▶ [Problem statement]:
Write out the listing below verbatim, from the line containing "Note: pick out the small ground" through the line containing "column 94, row 108", both lines included.

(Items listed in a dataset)
** start **

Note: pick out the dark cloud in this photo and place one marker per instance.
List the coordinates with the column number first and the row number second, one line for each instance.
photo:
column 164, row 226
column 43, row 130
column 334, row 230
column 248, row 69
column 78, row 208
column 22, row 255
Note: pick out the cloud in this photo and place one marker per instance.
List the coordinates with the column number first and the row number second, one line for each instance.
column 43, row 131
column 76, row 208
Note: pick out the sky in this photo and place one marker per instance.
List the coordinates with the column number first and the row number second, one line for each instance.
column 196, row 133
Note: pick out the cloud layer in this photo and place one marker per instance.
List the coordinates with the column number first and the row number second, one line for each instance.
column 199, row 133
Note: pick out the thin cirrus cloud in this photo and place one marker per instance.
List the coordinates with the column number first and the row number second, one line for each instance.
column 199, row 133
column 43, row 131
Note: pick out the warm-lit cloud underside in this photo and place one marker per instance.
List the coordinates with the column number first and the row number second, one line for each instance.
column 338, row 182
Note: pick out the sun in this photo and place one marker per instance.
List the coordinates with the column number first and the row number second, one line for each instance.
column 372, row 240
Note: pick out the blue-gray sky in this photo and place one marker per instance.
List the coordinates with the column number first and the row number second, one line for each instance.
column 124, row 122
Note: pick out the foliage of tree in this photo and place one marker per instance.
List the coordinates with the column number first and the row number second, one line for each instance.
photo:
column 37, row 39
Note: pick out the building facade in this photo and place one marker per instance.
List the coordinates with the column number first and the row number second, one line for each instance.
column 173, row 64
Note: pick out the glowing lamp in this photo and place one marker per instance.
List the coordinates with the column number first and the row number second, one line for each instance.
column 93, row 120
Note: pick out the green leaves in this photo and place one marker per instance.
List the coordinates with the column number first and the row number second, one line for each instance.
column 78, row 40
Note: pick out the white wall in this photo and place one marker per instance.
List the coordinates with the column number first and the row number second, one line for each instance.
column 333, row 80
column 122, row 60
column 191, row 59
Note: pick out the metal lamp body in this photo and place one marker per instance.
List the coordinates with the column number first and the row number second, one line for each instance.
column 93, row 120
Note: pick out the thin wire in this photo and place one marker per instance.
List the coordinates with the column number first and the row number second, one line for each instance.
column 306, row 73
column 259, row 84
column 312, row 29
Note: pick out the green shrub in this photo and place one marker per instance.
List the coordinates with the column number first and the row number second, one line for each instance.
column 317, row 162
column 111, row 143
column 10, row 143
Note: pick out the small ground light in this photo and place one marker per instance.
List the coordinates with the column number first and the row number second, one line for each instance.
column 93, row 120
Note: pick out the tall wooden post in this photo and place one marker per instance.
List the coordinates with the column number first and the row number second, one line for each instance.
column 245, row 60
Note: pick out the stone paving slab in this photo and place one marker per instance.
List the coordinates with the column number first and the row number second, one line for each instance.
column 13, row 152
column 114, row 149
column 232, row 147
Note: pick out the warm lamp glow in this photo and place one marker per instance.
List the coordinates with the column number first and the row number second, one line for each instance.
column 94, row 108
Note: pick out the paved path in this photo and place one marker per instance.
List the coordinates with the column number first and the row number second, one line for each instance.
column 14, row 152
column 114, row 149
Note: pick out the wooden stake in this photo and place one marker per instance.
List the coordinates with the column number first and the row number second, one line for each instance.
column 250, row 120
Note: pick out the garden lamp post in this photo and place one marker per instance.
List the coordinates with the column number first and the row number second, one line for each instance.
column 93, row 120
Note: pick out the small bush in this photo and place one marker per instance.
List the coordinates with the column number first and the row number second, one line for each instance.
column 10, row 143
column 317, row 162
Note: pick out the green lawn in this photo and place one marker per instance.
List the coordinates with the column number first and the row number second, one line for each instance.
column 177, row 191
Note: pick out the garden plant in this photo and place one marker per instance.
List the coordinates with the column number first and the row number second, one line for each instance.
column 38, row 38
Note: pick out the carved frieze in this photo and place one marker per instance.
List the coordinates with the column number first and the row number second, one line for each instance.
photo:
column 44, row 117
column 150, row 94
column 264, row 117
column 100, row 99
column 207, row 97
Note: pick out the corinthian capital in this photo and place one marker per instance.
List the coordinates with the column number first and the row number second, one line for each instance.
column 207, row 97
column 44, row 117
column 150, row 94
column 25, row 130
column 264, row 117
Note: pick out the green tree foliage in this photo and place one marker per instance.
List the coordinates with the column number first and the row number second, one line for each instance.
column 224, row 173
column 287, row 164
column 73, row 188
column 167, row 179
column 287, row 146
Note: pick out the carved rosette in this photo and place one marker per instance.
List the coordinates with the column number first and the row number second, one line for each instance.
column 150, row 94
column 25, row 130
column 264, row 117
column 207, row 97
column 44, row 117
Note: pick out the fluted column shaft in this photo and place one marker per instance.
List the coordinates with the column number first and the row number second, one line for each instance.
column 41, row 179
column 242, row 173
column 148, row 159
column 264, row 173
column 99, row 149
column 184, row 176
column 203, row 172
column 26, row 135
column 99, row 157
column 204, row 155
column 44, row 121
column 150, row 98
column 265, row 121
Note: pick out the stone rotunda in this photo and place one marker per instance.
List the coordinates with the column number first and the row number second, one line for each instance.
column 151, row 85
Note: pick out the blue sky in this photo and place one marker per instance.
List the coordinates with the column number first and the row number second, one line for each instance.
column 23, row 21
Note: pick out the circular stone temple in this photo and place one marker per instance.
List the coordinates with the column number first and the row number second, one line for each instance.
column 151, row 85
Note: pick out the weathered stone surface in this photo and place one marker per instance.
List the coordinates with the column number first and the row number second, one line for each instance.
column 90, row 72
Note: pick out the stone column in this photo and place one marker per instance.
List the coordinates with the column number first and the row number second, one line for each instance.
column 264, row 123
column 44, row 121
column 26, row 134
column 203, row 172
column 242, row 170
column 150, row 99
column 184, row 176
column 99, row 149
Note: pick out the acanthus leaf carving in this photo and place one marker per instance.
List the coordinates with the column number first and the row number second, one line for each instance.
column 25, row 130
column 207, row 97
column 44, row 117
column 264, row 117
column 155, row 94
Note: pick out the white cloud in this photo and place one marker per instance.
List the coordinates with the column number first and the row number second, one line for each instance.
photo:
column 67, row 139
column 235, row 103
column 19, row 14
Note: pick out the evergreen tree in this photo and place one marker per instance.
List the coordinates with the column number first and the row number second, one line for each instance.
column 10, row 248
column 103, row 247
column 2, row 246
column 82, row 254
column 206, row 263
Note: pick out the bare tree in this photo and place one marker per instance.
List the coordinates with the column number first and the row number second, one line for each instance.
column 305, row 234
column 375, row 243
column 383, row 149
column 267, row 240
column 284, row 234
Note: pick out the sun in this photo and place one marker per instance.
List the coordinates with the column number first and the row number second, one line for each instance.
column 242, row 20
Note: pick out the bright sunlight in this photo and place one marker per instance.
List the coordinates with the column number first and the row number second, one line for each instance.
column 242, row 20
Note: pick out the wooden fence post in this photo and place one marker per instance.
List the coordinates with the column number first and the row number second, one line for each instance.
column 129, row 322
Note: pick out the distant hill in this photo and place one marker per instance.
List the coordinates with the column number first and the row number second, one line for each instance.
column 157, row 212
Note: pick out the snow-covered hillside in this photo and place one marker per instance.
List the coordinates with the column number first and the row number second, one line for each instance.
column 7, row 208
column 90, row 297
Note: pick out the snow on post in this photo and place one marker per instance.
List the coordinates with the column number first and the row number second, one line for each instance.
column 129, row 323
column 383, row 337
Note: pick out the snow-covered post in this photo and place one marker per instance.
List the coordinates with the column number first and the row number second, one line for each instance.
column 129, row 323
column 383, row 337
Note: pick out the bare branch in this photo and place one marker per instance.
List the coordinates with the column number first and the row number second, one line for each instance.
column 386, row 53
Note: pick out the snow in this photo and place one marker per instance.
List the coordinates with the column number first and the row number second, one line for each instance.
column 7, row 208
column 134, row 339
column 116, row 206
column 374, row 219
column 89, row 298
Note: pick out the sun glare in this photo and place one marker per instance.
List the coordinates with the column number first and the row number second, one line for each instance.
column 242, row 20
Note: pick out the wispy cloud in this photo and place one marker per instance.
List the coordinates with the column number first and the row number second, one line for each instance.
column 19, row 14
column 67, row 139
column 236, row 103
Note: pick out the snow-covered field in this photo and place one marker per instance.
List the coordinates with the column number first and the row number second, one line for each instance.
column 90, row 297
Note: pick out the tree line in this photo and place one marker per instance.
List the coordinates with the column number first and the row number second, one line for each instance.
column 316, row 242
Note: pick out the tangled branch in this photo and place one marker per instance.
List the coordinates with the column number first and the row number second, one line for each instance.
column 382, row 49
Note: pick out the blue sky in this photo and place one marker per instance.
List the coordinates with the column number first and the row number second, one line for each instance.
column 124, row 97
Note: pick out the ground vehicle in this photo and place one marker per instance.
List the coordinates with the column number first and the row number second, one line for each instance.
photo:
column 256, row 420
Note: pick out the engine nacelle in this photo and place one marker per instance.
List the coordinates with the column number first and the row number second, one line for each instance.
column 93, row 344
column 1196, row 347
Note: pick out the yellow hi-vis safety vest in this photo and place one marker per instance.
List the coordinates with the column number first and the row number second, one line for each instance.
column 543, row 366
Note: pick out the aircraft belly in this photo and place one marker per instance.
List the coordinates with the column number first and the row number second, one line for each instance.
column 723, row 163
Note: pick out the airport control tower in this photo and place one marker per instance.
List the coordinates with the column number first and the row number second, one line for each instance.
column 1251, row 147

** end **

▶ [The output]:
Note: pick out the small ground light in this photo and place one marker per instance.
List the coordinates with the column number first and the row number second, one line for each instance.
column 93, row 120
Note: pick out the tall wooden post in this photo and place one marker per instance.
List the coordinates with the column number first and the row number second, one line for each instance.
column 245, row 60
Note: pick out the stone paving slab in this photo and place one marker per instance.
List the coordinates with the column number first and the row number second, one line for each instance.
column 13, row 152
column 114, row 149
column 232, row 147
Note: pick out the warm lamp glow in this photo and place one marker per instance.
List the coordinates with the column number first and the row number second, one line for each instance.
column 94, row 108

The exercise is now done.